**REQUEST 1**
Retype the rows from the line containing "Task: where can the green" through the end of the rows, character for character, and leave the pictures out.

Quoted hereunder, for your information, is a resolution of the Third Division of this Court dated FEB 9 2004 .

A.M. No. MTJ-02-1447 (Trifon Feria vs. Judge Lavezares C. Leomo.)

This is an administrative complaint filed by Trifon Feria against Judge Lavezares C. Leomo of the Municipal Trial Court (MTC) of San Felipe, Zambales, for ignorance of the law and grave abuse of authority relative to Civil Case No. 427 entitled "Trifon Feria vs. Rizalina Baguilat" for forcible entry, preliminary mandatory injunction and damages.

The facts follow.

On January 26, 1999, complainant Feria filed a complaint for ejectment against Rizalina Baguilat before the MTC of San Felipe, Zambales.

In a decision dated July 27, 2000, respondent Judge Leomo dismissed the complaint on the ground that it was filed prematurely in the MTC without passing through the Lupon Tagapamayapa (Lupon).Nevertheless, Judge Leomo ordered the defendant to pay plaintiff (herein complainant Feria) the amount of P20,000 as attorney's fees, P5,000 as litigation expenses and P20,000 as exemplary damages:

WHEREFORE, let this case be DISMISSED further requiring the defendant to pay the amount of P20,000 as attorney's fees, P5,000 litigation expenses and to pay the plaintiff the amount of P20,000 as exemplary damages.

Neither party appealed the decision, hence the same became final and executory. Thereafter complainant Feria filed a motion for execution but he was informed that respondent judge would be issuing a new order.

On September 14, 2000, complainant received an order dated September 8, 2000 altering the dispositive portion of the July 27, 2000 decision so as to change the word "defendant" in the dispositive portion to "plaintiff, and vice-versa.

Complainant now asserts that respondent judge erred in issuing the aforesaid order considering that the latter already lost jurisdiction over the case after the decision became final. Moreover, he contends that the dismissal of the case based on premature filing (without passing the Lupon) was erroneous because, as alleged in his complaint, the parties resided in different municipalities, hence exempt from the requirement of prior conciliation before the Lupon.

In his Comment, respondent judge claims that:

a.he acted in good faith when he issued the order correcting the dispositive portion of his decision;

b.the court still ha(d) jurisdiction over the case inasmuch as there (was) no entry of judgment or final order which determine (d) the date of the finality of the judgment. In fact, complainant filed on September 27, 2000, a notice of appeal before the Regional Trial Court (RTC) on the ground that the decision was contrary to law and jurisprudence;

c.the alteration was made in order to conform to the evidence presented by the parties and to rectify an error committed by the court's typist.

**SOURCE RECORDS**
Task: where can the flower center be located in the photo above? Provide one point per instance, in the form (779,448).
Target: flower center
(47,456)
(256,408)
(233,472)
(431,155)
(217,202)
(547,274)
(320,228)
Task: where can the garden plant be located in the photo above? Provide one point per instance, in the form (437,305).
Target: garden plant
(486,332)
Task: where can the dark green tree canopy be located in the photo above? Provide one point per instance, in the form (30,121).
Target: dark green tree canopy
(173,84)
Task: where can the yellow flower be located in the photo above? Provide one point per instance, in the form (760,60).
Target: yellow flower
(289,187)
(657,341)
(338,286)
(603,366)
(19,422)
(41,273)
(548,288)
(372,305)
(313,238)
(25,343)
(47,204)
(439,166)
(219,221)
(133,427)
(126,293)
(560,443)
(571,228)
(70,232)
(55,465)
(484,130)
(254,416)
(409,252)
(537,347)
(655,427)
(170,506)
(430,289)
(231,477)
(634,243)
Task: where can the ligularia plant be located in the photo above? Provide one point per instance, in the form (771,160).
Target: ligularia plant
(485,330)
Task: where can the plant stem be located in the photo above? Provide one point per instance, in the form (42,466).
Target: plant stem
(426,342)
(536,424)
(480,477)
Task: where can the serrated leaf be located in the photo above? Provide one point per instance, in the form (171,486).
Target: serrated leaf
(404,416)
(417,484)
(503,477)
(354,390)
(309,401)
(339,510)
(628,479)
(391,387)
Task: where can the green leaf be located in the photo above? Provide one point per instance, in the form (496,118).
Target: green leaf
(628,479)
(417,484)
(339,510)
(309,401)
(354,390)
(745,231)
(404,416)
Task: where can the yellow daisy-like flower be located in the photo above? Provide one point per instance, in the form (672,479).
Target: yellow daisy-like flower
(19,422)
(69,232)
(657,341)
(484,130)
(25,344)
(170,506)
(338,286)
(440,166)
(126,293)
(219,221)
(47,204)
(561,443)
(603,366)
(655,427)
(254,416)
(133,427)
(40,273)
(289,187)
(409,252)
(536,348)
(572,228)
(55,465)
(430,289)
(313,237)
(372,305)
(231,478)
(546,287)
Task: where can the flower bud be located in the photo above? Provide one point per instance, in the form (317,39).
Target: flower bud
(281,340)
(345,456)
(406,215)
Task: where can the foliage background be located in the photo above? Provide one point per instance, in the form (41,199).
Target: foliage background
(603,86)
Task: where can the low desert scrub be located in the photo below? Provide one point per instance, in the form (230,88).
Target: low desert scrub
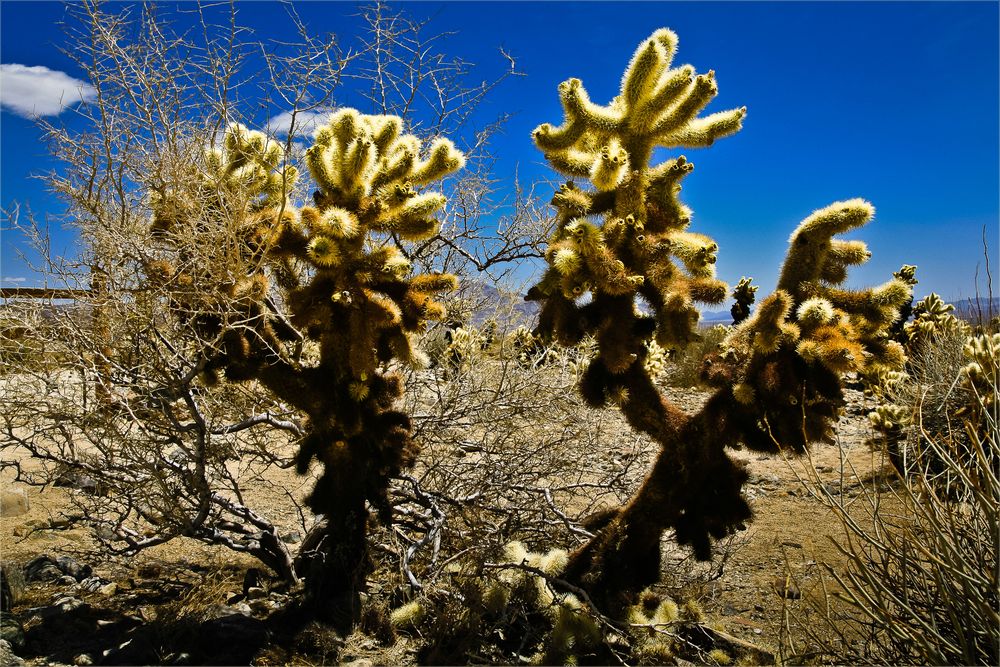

**REQUEST 2**
According to the court resolution, on what date did Trifon Feria file his ejectment complaint against Rizalina Baguilat?

**RESULT 1**
Task: where can the green leaf be located in the photo above? Provide one point per instance, in the form (496,118).
Target: green leaf
(628,479)
(417,484)
(339,510)
(309,401)
(354,390)
(745,231)
(404,416)
Task: where can the yellow daisy-like flower be located in the photo above? Provide one point per instance, in the form (672,479).
Target: yellow daisy-like flower
(19,422)
(69,232)
(657,341)
(484,130)
(25,344)
(170,506)
(338,286)
(440,166)
(126,293)
(219,221)
(47,204)
(561,443)
(603,366)
(655,427)
(254,416)
(133,427)
(40,273)
(289,187)
(409,252)
(536,348)
(572,228)
(55,465)
(430,289)
(313,237)
(372,305)
(231,478)
(546,287)
Task: where can the flower bud be located in the photo above? Provide one point per instance, in the form (317,39).
Target: flower bud
(281,340)
(345,456)
(406,215)
Task: where can the foliage background be located in the photo above? Provide one point per instance, in the form (41,199).
Target: foliage background
(603,86)
Task: where can the low desert scrub be located in the photo below? Provide one point per instance, in the form (230,88).
Target: low desert scrub

**RESULT 2**
January 26, 1999.